**EXERCISE PROMPT**
Please return every record exactly as written, leaving out the pictures.
++++
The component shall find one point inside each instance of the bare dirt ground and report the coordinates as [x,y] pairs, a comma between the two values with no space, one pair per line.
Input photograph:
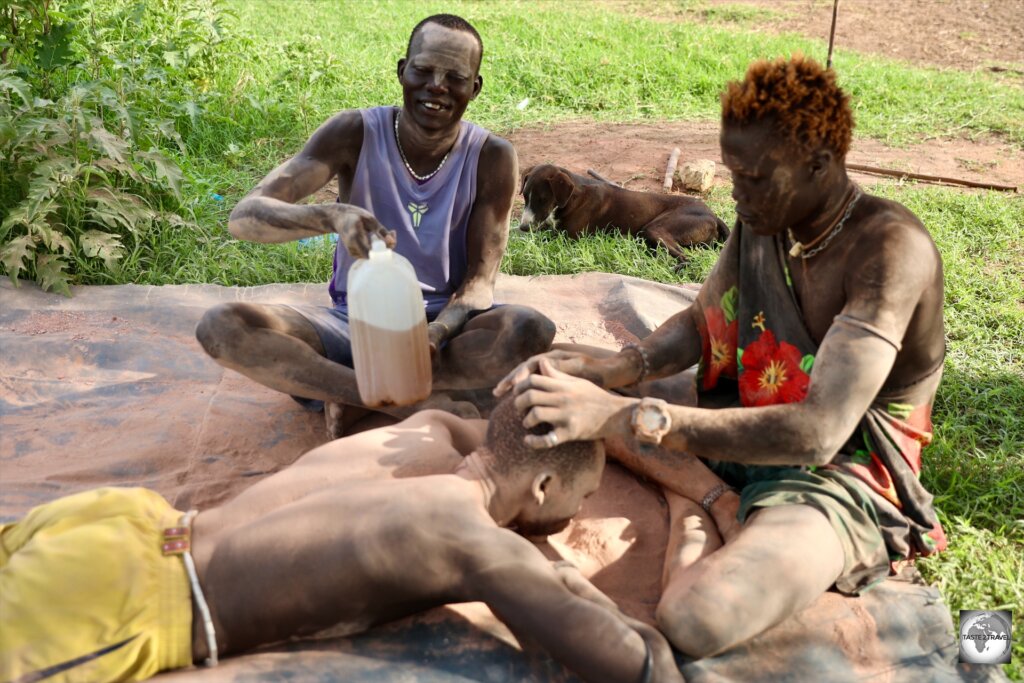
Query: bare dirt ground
[636,154]
[960,34]
[967,35]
++++
**ANSWER TO THE PROBLEM**
The component shall find one point inside each instance of the bare dirt ground and report the coordinates as [x,y] pairs, a comma between the two values with no space, one pair per line.
Input photograph:
Query: bare dirt ground
[636,154]
[960,34]
[967,35]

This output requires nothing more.